_Instructions to follow:_ The result should be an exact copy of the entries that follow, with no pictures included.
>>
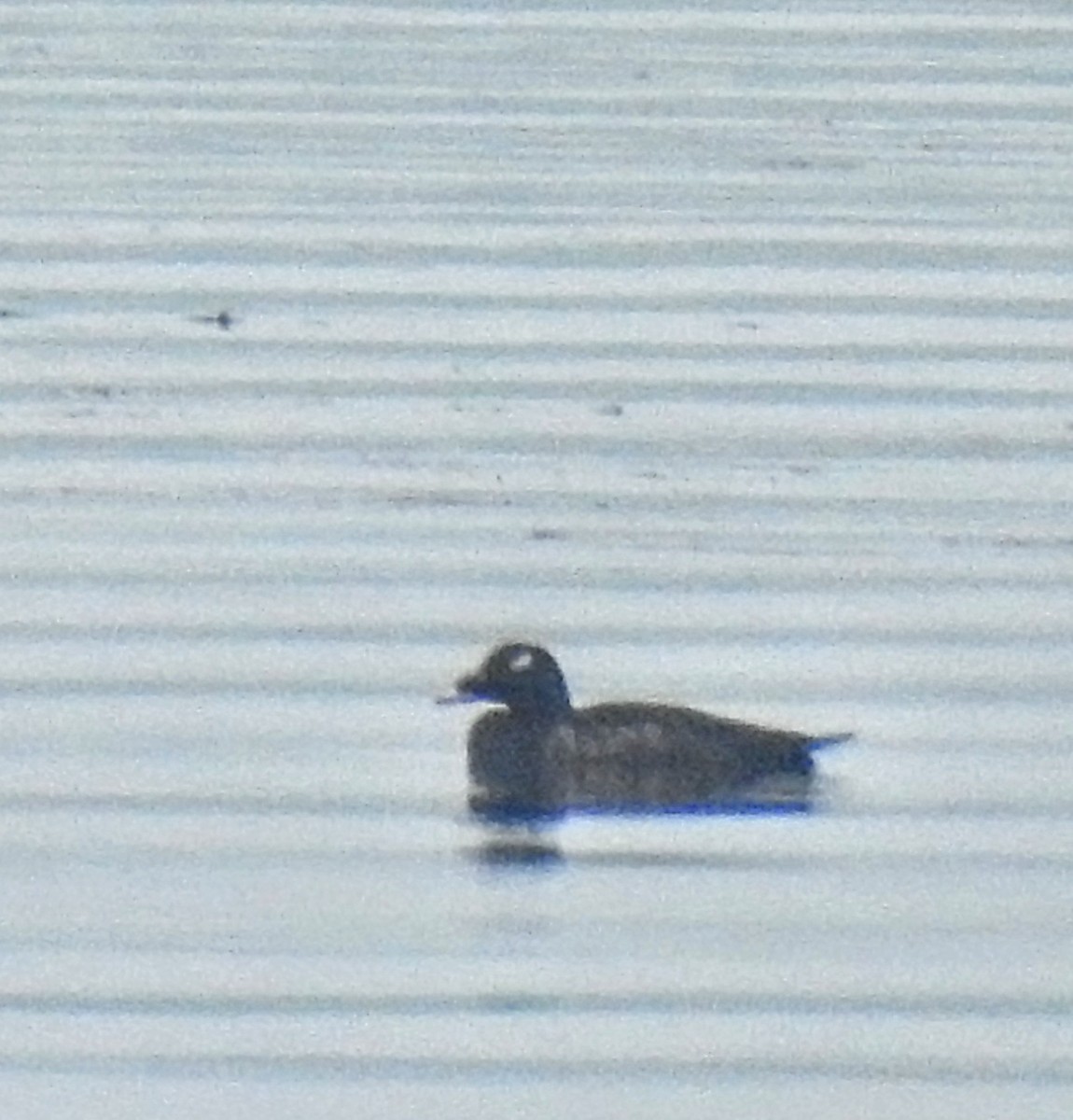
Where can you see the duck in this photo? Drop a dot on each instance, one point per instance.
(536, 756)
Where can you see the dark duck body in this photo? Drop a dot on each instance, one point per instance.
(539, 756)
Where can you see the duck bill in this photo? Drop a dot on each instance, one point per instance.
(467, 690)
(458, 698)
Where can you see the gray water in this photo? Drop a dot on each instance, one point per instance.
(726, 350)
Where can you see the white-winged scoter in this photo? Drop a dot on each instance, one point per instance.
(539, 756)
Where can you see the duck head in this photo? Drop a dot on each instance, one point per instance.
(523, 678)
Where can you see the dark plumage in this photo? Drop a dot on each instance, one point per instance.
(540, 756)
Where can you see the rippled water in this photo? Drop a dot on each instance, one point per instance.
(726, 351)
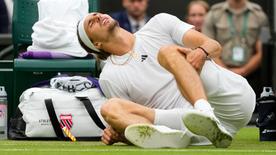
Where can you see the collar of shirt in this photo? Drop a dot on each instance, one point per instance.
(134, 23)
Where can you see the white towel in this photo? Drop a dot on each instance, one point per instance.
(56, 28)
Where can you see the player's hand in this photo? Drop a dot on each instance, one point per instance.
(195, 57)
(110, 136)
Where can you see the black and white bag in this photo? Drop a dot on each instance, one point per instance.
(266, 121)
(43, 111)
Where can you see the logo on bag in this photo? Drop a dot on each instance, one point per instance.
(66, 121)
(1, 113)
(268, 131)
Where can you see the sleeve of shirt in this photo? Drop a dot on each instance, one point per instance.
<<
_Output of the exercise:_
Where can you see the duck in this photo? Drop a dot on each instance, one point per instance.
(536, 756)
Where can you see the dark duck body in this photo? Drop a dot on each instance, one point per instance.
(539, 756)
Where can you see the duck bill in this photo? Drop a dot on each instance, one point per instance.
(467, 690)
(458, 698)
Where can you see the gray water in this photo? Drop a dot on each instance, one point per instance.
(726, 350)
Where can you see the white-winged scoter in this photo? Drop a dot on each instance, one point per instance.
(539, 756)
Where can you see the duck head in this photo? Drop a dot on each instance, one point per instance.
(523, 678)
Where can you see the dark plumage in this photo? Drop a dot on each instance, one point per instance.
(540, 756)
Where can you see the rippled water in this photo? Drop a dot on each instance, one point per instance.
(726, 351)
Where can you see the collar of shirt in this photo? Drop a dot on each instance, one point per instance.
(134, 23)
Where can you see the white towel in this photo? Drop a dot on each instance, one point per instance.
(56, 28)
Where can you see the player's hand in this photo? Drop a dot on each instance, one point per instance.
(195, 57)
(110, 136)
Where can you see the black and white bag in this photo? Drop a dot on each instance, one point per instance.
(266, 121)
(43, 111)
Where can you see the logo on bag in this photo? Drop a dot on each instance, one point per instance.
(66, 121)
(1, 113)
(268, 131)
Where can you see the sleeve of shirt in this photo? Drop a dot on each instance, one point per instance.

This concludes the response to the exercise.